Introduction

  • Confidence Intervals give a range of plausible values for a population parameter
  • The 95% confidence interval is most commonly used in statistics
  • Understanding CIs help us interpret statistical results more precisely.

Mathematical Foundation

The confidence interval for a population mean is constructed using:

\[CI = \bar{X} \pm Z_{\alpha/2} \times \frac{\sigma}{\sqrt{n}}\]

Where:

  • \(\bar{X}\) = sample mean
  • \(Z_{\alpha/2}\) = critical value from standard normal distribution
  • \(\sigma\) = population standard deviation (or \(S\) for sample SD)
  • \(n\) = sample size

For a 95% confidence level: \(Z_{0.025} = 1.96\)

Method and Definition

  • In order to calculate the confidence interval, we use the Z-score. As in a normal distribution, a Z score calculated with a specific value represents the amount of the population above or below the value used.

  • \(\frac{\bar{X} - \mu}{S / \sqrt{n}}\)

  • Z = ±1.96 captures 95% of the normal distribution

Explanation and Deficiencies

  • What a 95% CI means: If we repeated our sampling process many times, 95% of the confidence intervals created should contain the true population parameter

  • Common misconceptions:

  • It does not mean there’s a 95% probability the true value is in this specific range. The interval will vary across samples.

§ **DATASET RECORDS**:
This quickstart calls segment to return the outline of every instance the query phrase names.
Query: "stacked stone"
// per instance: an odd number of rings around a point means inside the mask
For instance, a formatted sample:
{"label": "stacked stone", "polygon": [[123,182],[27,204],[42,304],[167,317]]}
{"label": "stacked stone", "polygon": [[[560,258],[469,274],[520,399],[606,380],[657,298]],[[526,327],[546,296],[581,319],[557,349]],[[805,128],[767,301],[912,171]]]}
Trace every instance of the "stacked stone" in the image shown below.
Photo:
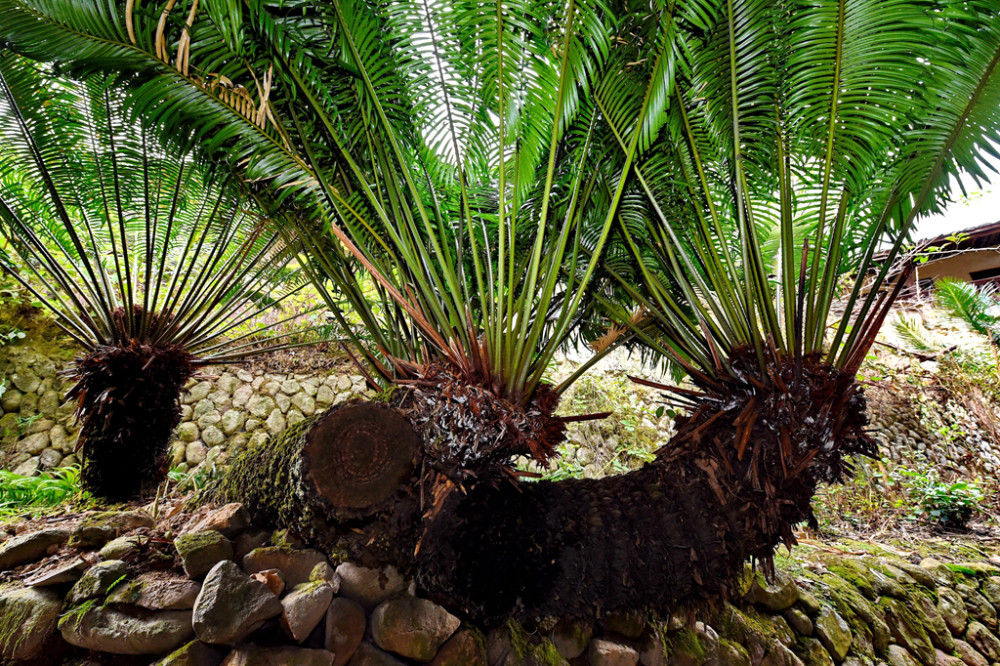
{"label": "stacked stone", "polygon": [[[773,580],[748,571],[738,603],[483,633],[395,569],[331,561],[255,529],[238,504],[171,541],[162,534],[149,514],[128,511],[8,538],[0,661],[55,664],[89,650],[174,666],[1000,663],[997,557],[914,564],[874,547],[798,551]],[[166,555],[150,547],[158,538]],[[157,557],[162,566],[146,566]]]}
{"label": "stacked stone", "polygon": [[40,470],[72,465],[79,427],[75,406],[63,401],[67,385],[57,371],[62,364],[18,349],[10,352],[6,391],[0,395],[0,449],[4,467],[32,476]]}
{"label": "stacked stone", "polygon": [[248,445],[365,393],[361,375],[272,374],[229,368],[214,381],[192,380],[182,398],[171,466],[189,471],[224,463]]}

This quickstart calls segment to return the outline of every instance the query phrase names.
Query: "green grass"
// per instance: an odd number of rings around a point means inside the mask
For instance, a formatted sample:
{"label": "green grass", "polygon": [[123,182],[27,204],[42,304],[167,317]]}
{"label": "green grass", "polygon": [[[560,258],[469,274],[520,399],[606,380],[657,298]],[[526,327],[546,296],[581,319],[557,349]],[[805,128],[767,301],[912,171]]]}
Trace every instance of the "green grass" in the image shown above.
{"label": "green grass", "polygon": [[52,508],[81,494],[79,467],[64,467],[38,476],[0,470],[0,519]]}

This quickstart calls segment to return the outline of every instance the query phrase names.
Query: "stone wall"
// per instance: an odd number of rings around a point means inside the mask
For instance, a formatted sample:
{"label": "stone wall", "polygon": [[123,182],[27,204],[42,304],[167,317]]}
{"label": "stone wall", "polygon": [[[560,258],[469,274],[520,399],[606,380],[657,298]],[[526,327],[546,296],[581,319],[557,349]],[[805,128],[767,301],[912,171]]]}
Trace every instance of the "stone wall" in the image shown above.
{"label": "stone wall", "polygon": [[[0,348],[2,467],[18,474],[77,463],[74,405],[64,402],[69,383],[59,375],[69,360],[30,345]],[[361,375],[327,372],[281,374],[238,366],[206,368],[188,382],[181,424],[170,448],[180,471],[223,463],[246,446],[281,432],[316,410],[365,394]]]}
{"label": "stone wall", "polygon": [[[0,543],[0,661],[218,666],[990,666],[1000,558],[811,544],[714,607],[485,628],[238,504],[59,516]],[[86,657],[86,661],[81,661]]]}

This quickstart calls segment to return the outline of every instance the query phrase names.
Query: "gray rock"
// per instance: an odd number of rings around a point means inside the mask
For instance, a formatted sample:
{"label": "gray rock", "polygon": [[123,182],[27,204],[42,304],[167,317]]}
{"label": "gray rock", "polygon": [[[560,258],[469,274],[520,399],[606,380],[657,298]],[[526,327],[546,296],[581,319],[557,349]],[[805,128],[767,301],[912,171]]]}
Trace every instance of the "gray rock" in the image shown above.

§ **WHAT IS REQUIRED**: Continue the confidence interval page above from its last sentence.

§ **EXERCISE OUTPUT**:
  • We must assume normality and a large enough sample size, which is a limitation

Random Distribution

  • This models the standard height distribution (in inches) of Women in the United States

Population Distribution

Sample Size Effect on CI Width

3D: CI Across Sample Sizes

Code: Creating the 3D Plot

n_vals <- seq(10, 200, by = 10)
z_vals <- c(1.645, 1.96, 2.576)  # 90%, 95%, 99%
sigma <- 2.5

grid_data <- expand.grid(n = n_vals, z = z_vals)
grid_data$ci_width <- 2 * grid_data$z * (sigma / sqrt(grid_data$n))

ci_matrix <- matrix(grid_data$ci_width, 
                    nrow = length(n_vals), 
                    ncol = length(z_vals))

plot_ly(x = n_vals, y = z_vals, z = ci_matrix, 
        type = "surface") %>%
  layout(scene = list(
    xaxis = list(title = "Sample Size"),
    yaxis = list(title = "Confidence Level"),
    zaxis = list(title = "CI Width")))